=== Passage given ===
⟨

Re: [PATCH v2 14/15] cxl/amd: Enable Zen5 address translation using ACPI PRMT

Posted by Jonathan Cameron 11 months ago

On Tue, 18 Feb 2025 14:23:55 +0100
Robert Richter <rrichter@amd.com> wrote:

> Add AMD platform specific Zen5 support for address translation.
> 
> Zen5 systems may be configured to use 'Normalized addresses'. Then,
> CXL endpoints use their own physical address space and are programmed
> passthrough (DPA == HPA), the number of interleaving ways for the
> endpoint is set to one. The Host Physical Addresses (HPAs) need to be
> translated from the endpoint to its CXL host bridge. The HPA of a CXL
> host bridge is equivalent to the System Physical Address (SPA).
> 
> ACPI Platform Runtime Mechanism (PRM) is used to translate the CXL
> Device Physical Address (DPA) to its System Physical Address. This is
> documented in:
> 
>  AMD Family 1Ah Models 00h–0Fh and Models 10h–1Fh
>  ACPI v6.5 Porting Guide, Publication # 58088
>  https://www.amd.com/en/search/documentation/hub.html
> 
> To implement AMD Zen5 address translation the following steps are
> needed:
> 
> Apply platform specific changes to each port where necessary using
> platform detection and the existing architectural framework.
> 
> Add a function cxl_port_setup_amd() to implement AMD platform specific
> code. Use Kbuild and Kconfig options respectively to enable the code
> depending on architecture and platform options. Handle architecture
> specifics in arch_cxl_port_platform_setup() and create a new file
> core/x86/amd.c for this.
> 
> Introduce a function cxl_zen5_init() to handle Zen5 specific
> enablement. Zen5 platforms are detected using the PCIe vendor and
> device ID of the corresponding CXL root port. There is a check for
> ACPI PRMT CXL address translation support.
> 
> Apply cxl_zen5_to_hpa() as cxl_port->to_hpa() callback to Zen5 CXL
> host bridges to enable platform specific address translation.
> 
> Use ACPI PRM DPA-to-SPA translation to determine an endpoint's
> interleaving configuration and base address during the early
> initialization process. This is used to determine an endpoint's SPA
> range and to check the address translation setup.
> 
> The configuration can be determined calling the PRM for specific HPAs
> given. The resulting SPAs are used to calculate interleaving
> parameters of the host bridge and root port. The maximum granularity
> (chunk size) is 16k, minimum is 256. Use the following calculation for
> the given HPAs:
> 
>  ways    = hpa_len(SZ_16K) / SZ_16K
>  gran    = (hpa_len(SZ_16K) - hpa_len(SZ_16K - SZ_256) - SZ_256)

⟩

=== Brief ===
According to the CXL patch excerpt, what is used to translate a CXL Device Physical Address to its System Physical Address? The data is separate material and has no connection to the CXL patch excerpt.

=== Data entries ===

⟨

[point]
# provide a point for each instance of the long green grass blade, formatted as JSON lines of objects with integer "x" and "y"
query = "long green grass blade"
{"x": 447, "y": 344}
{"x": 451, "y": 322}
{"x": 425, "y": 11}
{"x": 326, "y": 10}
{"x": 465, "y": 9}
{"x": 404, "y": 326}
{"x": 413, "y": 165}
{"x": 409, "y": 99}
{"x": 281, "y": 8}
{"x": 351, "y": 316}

⟩

=== Reply to the task ===
The ACPI Platform Runtime Mechanism (PRM).